• [Your objective]: No pictures belong in the copy, but every line of the material below must be reproduced exactly.

Data for the task: Begin

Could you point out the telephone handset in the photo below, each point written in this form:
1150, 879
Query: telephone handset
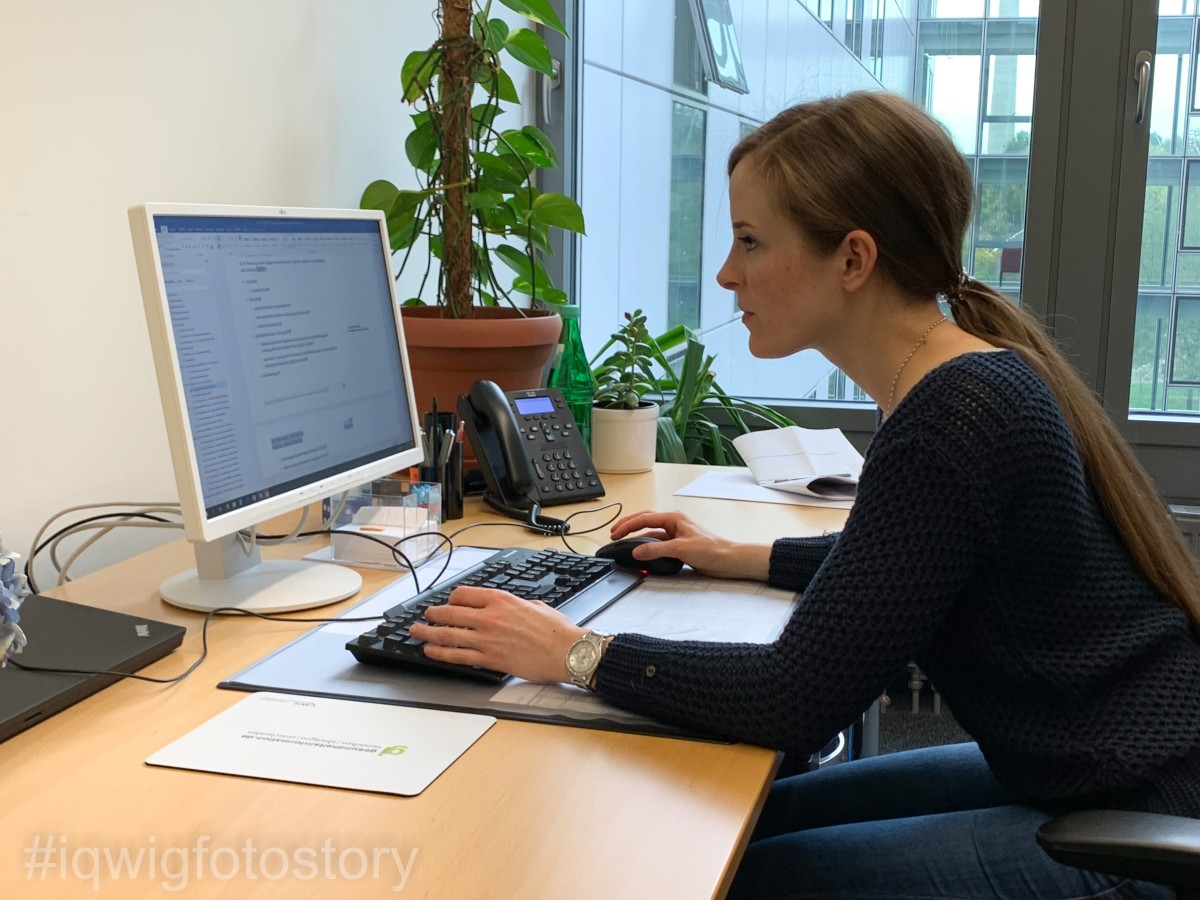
529, 453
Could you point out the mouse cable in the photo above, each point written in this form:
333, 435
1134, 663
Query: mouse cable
597, 528
147, 513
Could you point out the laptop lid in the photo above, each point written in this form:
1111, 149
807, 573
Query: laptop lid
64, 635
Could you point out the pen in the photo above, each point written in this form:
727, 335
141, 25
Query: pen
447, 448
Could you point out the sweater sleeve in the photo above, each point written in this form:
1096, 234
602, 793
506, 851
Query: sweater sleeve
910, 546
795, 561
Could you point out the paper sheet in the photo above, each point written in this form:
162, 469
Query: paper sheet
337, 743
733, 483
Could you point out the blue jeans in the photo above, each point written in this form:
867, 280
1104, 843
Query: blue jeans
921, 825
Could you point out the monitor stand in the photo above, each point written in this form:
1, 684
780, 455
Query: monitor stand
227, 575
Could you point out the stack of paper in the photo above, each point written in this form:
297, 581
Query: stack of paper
819, 462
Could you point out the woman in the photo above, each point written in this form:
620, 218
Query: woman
1003, 538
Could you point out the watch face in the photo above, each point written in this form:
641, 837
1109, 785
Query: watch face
583, 657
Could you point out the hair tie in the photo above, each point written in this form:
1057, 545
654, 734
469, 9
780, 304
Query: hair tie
954, 293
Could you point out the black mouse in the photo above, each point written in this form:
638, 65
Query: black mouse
622, 553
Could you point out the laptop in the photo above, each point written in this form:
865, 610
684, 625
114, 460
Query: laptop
64, 635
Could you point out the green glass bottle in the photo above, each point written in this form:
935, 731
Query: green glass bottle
573, 375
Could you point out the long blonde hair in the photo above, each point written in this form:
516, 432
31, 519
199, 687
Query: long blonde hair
875, 161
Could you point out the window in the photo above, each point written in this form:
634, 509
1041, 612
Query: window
1122, 289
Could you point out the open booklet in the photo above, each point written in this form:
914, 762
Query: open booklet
820, 462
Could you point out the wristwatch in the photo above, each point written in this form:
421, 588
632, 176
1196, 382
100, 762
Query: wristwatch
583, 658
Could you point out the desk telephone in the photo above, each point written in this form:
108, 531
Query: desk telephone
529, 453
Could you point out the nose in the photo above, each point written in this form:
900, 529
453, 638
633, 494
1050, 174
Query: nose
727, 275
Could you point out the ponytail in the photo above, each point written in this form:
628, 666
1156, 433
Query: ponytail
1122, 487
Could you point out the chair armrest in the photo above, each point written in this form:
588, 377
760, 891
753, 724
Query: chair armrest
1139, 845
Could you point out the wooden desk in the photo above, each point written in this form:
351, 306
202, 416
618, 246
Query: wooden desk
529, 811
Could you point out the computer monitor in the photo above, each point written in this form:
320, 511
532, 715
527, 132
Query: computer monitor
283, 377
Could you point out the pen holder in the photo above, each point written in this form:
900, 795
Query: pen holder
396, 513
449, 477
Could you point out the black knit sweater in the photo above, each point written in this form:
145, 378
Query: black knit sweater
976, 550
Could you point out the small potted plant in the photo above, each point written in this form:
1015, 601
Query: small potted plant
694, 414
624, 424
13, 588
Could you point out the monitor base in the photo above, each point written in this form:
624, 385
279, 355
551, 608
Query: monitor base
270, 587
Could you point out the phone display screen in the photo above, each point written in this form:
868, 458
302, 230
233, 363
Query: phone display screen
534, 406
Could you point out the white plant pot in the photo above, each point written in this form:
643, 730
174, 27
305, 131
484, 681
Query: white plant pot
623, 441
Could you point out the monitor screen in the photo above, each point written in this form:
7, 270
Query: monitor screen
280, 357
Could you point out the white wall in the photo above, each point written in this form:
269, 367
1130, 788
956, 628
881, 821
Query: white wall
107, 105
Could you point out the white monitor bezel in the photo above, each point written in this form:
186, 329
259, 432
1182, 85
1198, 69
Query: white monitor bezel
198, 526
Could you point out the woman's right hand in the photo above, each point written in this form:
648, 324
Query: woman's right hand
703, 551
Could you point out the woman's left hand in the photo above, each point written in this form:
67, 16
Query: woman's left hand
498, 630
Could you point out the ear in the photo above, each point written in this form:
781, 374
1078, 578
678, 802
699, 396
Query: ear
857, 255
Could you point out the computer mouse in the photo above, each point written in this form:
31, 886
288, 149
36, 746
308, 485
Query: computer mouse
622, 553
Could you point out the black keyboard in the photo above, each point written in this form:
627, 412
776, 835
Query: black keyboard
576, 585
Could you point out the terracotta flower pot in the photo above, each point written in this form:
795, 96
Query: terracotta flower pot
499, 345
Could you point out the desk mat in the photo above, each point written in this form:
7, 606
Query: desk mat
685, 606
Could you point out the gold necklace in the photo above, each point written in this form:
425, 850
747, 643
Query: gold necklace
895, 381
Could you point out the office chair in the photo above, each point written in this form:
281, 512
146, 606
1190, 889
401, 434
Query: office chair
1146, 846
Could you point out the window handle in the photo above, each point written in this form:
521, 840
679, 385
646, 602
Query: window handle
547, 85
1141, 75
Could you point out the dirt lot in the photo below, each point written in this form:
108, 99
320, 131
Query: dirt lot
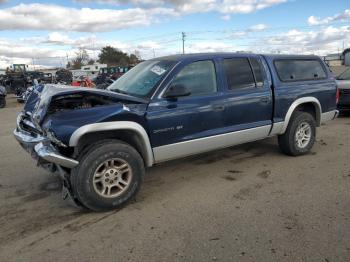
247, 203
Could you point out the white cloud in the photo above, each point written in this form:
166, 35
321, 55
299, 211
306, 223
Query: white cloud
226, 17
257, 28
211, 46
324, 41
36, 16
313, 20
198, 6
59, 18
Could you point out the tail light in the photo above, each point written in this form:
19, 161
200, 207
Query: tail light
337, 96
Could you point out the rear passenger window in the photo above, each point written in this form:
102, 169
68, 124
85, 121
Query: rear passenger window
257, 72
299, 70
238, 73
198, 77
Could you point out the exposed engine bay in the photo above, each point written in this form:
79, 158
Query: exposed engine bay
78, 101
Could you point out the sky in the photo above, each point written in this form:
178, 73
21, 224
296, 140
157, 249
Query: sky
48, 33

Data for the task: End

• [Response below]:
Could you point out the telephone handset in the photo below, each point written in this form:
1150, 879
Query: telephone handset
529, 453
Could you point out the mouse cable in the photo above, each point written in this form:
333, 435
1134, 663
Query: mouse cable
597, 528
147, 513
Could you point out the laptop lid in the photo above, each point written in this form:
1111, 149
807, 573
Query: laptop lid
64, 635
Could you point out the pen in the photo above, each point written in this form:
727, 335
141, 25
Query: pen
447, 448
Could you point out the sweater sleeve in the photo above, each point written in this form:
1096, 234
602, 793
506, 851
Query: sweater sleeve
910, 546
795, 561
Could you point out the paper sheet in the photo above, each point written in this form:
162, 469
Query: paper sheet
337, 743
733, 483
Could you point out the blue jeans in the photo above, each point written in this form:
867, 280
1104, 843
Query: blue jeans
921, 825
Could you point out the monitor stand in the photo above, each point written in this form:
1, 684
780, 455
Query: monitor stand
227, 575
Could you point out the stack of paper in the photo above, each point written in this form:
297, 581
Query: stack of paper
819, 462
Could you point out the woman in the photo above, each point written in this form:
620, 218
Query: woman
1003, 538
Could you point out the watch face in the photo above, each point written in this form:
641, 837
1109, 785
Query: watch face
583, 657
Could you point out the hair tie in the photo above, each point written in this form:
1057, 545
654, 734
469, 9
780, 304
Query: hair tie
954, 293
Could you point out the black mouse in the photo above, each point written in this form:
638, 65
Query: black mouse
622, 553
Could you point out the laptop in the photo above, each point written in this form:
865, 610
684, 625
114, 460
Query: laptop
64, 635
Could you point out the green glass bottle in the photo above, each point written in this form:
935, 731
Query: green glass bottle
573, 375
Could you point out the long blonde hair in the photo above, each point written in this form:
516, 432
31, 519
199, 687
Query: long blonde hair
875, 161
Could you point out the window in the photo above, each point written in this form:
634, 509
1041, 612
Query: window
1122, 289
Could you point out the open booklet in the photo above, each point written in this form:
914, 762
Query: open booklet
820, 462
Could you point out the wristwatch in the photo above, each point written in this form:
421, 588
632, 176
1196, 382
100, 762
Query: wristwatch
583, 658
Could you point out the desk telephone in the photo above, each point written in this form:
108, 531
Query: desk telephone
529, 453
Could you point out the nose in the photo above, each point written in this form:
900, 529
453, 638
633, 494
1050, 174
Query: nose
727, 275
Could you point out the ponytail in the photo above, each point written in this form:
628, 666
1156, 433
Query: ponytail
1122, 487
Could you point out the chair armrest in the photo above, each point written in this form:
588, 377
760, 891
753, 724
Query: chair armrest
1139, 845
Could you point out the wooden desk in the photo above, each point written in this form:
351, 306
202, 416
618, 246
Query: wooden desk
529, 811
Could you point out the computer monitor in the photo above, each point written in this form:
320, 511
532, 715
527, 132
Query: computer monitor
283, 377
Could you point out the pen holder in the photo above, each point written in this form:
900, 795
Query: pen holder
396, 513
449, 477
Could you point out the black knit sweater in the photo above, each point written in this form:
145, 378
Query: black knit sweater
976, 550
Could you point out the small potted plant in the photo above, each point written in this form:
1015, 601
Query: small potted plant
694, 414
624, 424
13, 588
Could you point out the monitor base in the photo above, each point written in this form:
624, 385
279, 355
551, 608
Query: monitor base
270, 587
Could you point out the phone display screen in the photo above, each point written in this form:
868, 458
302, 230
233, 363
Query: phone display screen
534, 406
Could you point out the white plant pot in the photo above, each point written in this form:
643, 730
174, 27
305, 131
484, 681
Query: white plant pot
623, 441
Could you point out the monitor screen in the photo above, each point written in this form:
7, 270
Query: monitor screen
280, 357
Could you point out the white wall in the photo above, each point written in this form:
269, 367
1130, 788
956, 628
881, 821
Query: white wall
107, 105
Could you point out the white monitor bezel in the photo above, each point written in this form:
186, 329
259, 432
1182, 85
1198, 69
Query: white monitor bezel
198, 526
Could you point out the woman's right hand in the photo above, each point written in this form:
648, 324
Query: woman's right hand
703, 551
Could you point out the woman's left hand in the photo above, each point written in this form:
67, 16
Query: woman's left hand
498, 630
Could you point out the ear in the photo above, each point written in this form:
781, 374
1078, 578
678, 802
699, 396
Query: ear
857, 255
Could you point out the computer mouse in the photo above, each point written in this form:
31, 886
288, 149
36, 746
308, 485
Query: computer mouse
622, 553
Could you point out the black keyboard in the photo above, each point written in this form:
627, 412
776, 835
Query: black keyboard
576, 585
Could you point out the terracotta flower pot in the photo above, each point written in this form:
795, 96
Query: terracotta flower pot
499, 345
Could you point out the desk mat in the photo above, each point written in this form:
7, 606
Query: desk mat
685, 606
Could you point out the gold necklace in the photo above, each point written in this form:
425, 850
747, 643
Query: gold necklace
895, 381
Could you point out the office chair in the photo above, each point written in this form:
281, 512
146, 606
1190, 889
401, 434
Query: office chair
1146, 846
Could you point out the window handle in the photo above, each point written in this form:
521, 840
679, 385
646, 602
Query: window handle
547, 85
1141, 75
Could you point out the dirt lot in the photo below, each point written in this form:
108, 99
320, 131
Query: dirt lot
247, 203
Could you point out the white cloud in the photo above, each point written in this form:
166, 35
321, 55
299, 211
306, 223
Query: white cloud
226, 17
257, 28
211, 46
324, 41
36, 16
313, 20
198, 6
59, 18
Could you point out the tail light in the photo above, each point written in this form:
19, 161
200, 207
Query: tail light
337, 96
Could you point out the rear passenger window in the photo above, each point written in this form:
102, 169
68, 124
85, 121
Query: rear passenger window
257, 72
299, 70
238, 73
198, 77
Could you point out the exposed engine bay in the photo above, each point written in this form:
79, 158
Query: exposed engine bay
78, 101
Could you point out the sky in the photo above, each point written in this form:
178, 73
21, 224
296, 140
157, 249
Query: sky
48, 33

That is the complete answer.